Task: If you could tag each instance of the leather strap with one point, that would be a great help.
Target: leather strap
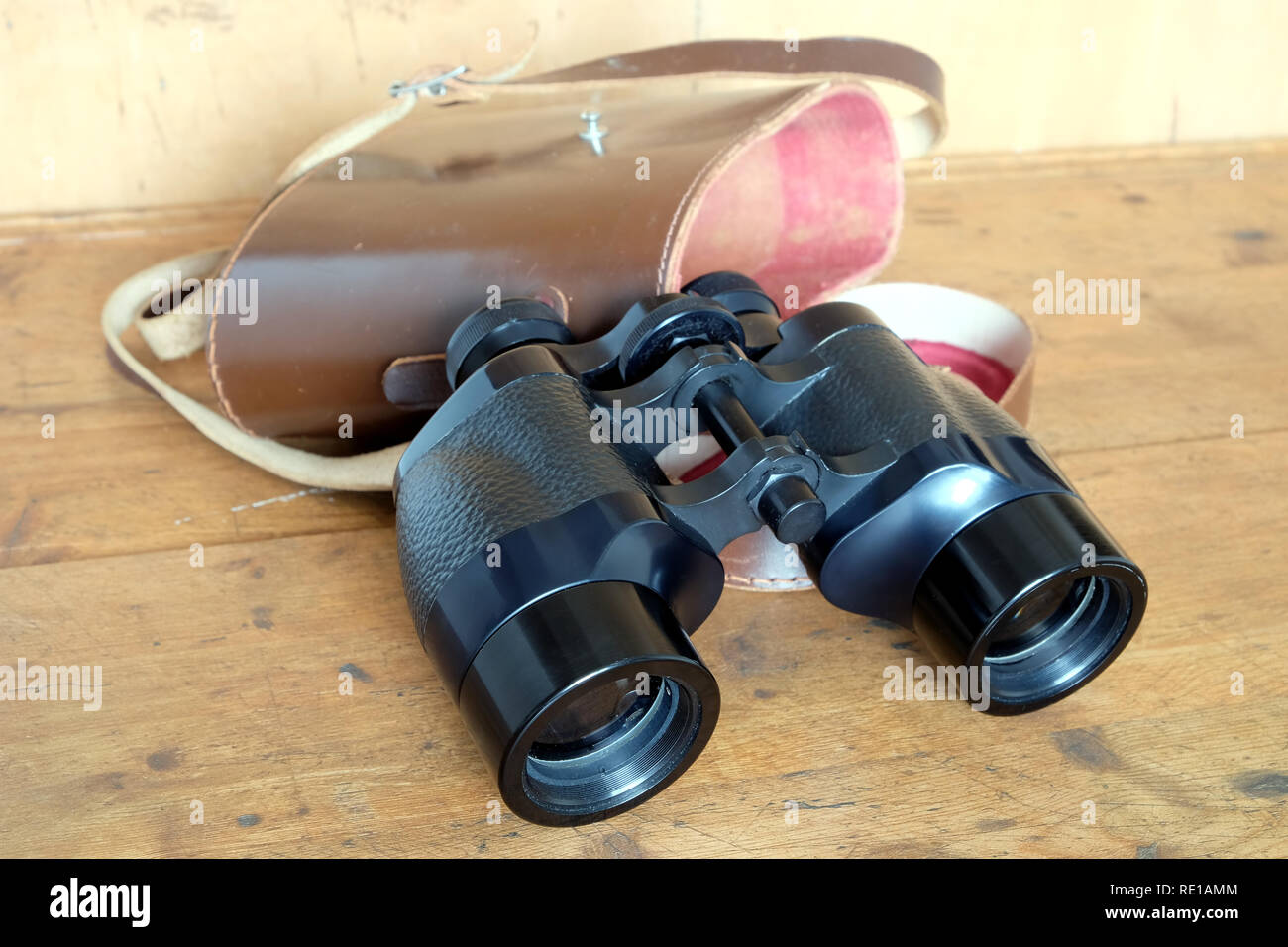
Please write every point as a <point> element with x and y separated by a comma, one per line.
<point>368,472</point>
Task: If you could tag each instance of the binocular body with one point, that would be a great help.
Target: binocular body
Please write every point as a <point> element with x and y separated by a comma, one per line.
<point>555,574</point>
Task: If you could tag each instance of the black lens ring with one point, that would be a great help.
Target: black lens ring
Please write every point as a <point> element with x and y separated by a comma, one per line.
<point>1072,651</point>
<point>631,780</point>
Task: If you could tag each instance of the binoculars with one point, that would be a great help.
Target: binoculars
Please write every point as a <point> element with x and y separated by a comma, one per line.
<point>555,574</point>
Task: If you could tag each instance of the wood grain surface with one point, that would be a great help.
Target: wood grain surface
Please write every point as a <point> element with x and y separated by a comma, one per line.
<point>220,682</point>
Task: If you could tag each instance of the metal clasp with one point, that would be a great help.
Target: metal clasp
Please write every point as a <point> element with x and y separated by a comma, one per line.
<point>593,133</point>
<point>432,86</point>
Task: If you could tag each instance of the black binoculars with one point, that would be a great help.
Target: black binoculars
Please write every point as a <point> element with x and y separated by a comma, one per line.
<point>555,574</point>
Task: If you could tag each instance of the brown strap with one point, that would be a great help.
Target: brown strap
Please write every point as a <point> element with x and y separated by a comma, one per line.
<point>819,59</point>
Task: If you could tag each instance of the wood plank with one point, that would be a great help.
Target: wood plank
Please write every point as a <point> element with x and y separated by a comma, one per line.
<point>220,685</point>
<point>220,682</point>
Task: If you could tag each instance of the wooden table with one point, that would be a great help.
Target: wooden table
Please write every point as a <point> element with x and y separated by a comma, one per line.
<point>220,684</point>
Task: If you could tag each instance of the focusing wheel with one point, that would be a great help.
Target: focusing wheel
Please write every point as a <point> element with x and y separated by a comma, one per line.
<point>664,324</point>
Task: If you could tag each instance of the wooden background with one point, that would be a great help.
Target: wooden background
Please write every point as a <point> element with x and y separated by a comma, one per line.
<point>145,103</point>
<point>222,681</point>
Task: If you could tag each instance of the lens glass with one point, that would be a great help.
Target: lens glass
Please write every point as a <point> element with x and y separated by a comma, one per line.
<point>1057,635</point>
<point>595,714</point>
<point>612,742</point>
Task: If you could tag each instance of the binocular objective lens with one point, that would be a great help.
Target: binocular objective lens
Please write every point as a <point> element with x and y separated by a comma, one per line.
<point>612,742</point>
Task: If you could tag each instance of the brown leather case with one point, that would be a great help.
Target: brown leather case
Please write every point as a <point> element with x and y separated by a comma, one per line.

□ □ □ □ □ □ □

▶ _Task requirements_:
Please rewrite the items from the line that has "Task: If you could tag each instance of the metal" through the line that has "<point>664,324</point>", renaming "wood plank" to "wooden board" and leaving everything else unchanged. Return only those lines.

▶ _Final result_:
Task: If you could tag each instance of the metal clasp with one point, that would be a great help.
Target: metal clasp
Please write every point as a <point> element with x and y separated by a comma, one per line.
<point>593,133</point>
<point>432,86</point>
Task: If you could tag each instance of the black binoculars with one point, that would be a great help.
Target: black binoculars
Please write every point as a <point> element with x and y separated by a comma, one per line.
<point>555,574</point>
Task: If you could tag each instance of the brown strap with one point, that would be a great help.
Target: brown strap
Please write every point as a <point> element with x and y separated by a comma, one per line.
<point>819,59</point>
Task: If you could tag each instance of the wooden board with one point, that would be a great help.
Target: wooden board
Please write every point as a <point> element with x and y separated by a comma, one per line.
<point>220,685</point>
<point>220,682</point>
Task: If you could tag each instance of the wooden table with one point, that would be a great help.
Target: wooden table
Please write every point as a <point> element with x and y separated by a comma, one per line.
<point>220,684</point>
Task: If you could tag each instance of the focusing wheel with one point, that would be a great help.
Target: focusing wheel
Please write every point as a <point> element with x and y separated by a comma, one per line.
<point>664,324</point>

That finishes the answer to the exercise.